— WHAT IS EXPECTED —
Each line from the one with "Query: dark metal sculpture" to the final line of the data must be reproduced exactly, and no other line may appear.

Photo-based referring expression data:
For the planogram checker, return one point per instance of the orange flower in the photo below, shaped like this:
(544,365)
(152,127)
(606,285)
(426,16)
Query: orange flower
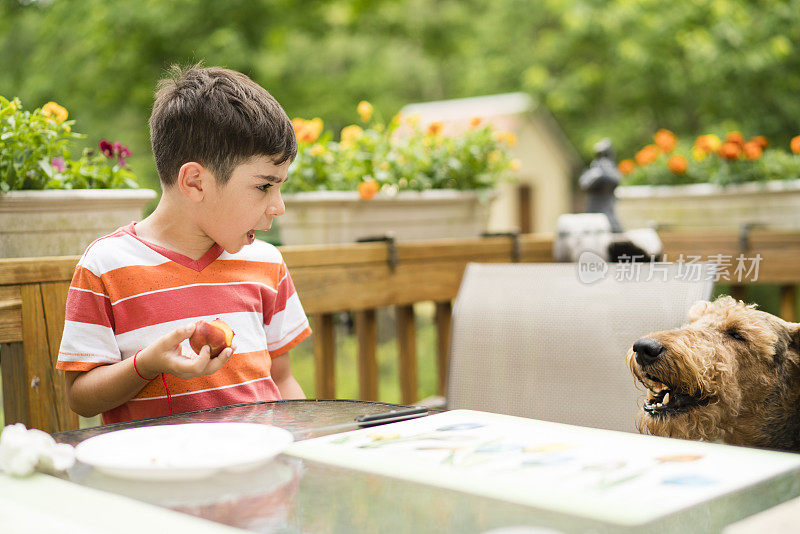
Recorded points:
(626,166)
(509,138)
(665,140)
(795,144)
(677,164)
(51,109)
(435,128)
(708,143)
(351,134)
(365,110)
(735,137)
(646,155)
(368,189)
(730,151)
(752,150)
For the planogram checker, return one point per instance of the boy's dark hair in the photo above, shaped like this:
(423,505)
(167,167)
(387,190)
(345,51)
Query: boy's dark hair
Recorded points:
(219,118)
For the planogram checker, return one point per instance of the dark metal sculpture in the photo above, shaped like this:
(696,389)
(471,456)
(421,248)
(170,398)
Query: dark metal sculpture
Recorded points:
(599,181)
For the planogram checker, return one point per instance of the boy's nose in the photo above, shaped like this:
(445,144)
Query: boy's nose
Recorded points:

— WRITTEN RESPONSE —
Query: dark metal sculpture
Recorded points:
(599,181)
For the planogram checker, return one point per instance of the boy's nose in the photo above, shaped like this:
(445,144)
Query: boy's nose
Recorded points:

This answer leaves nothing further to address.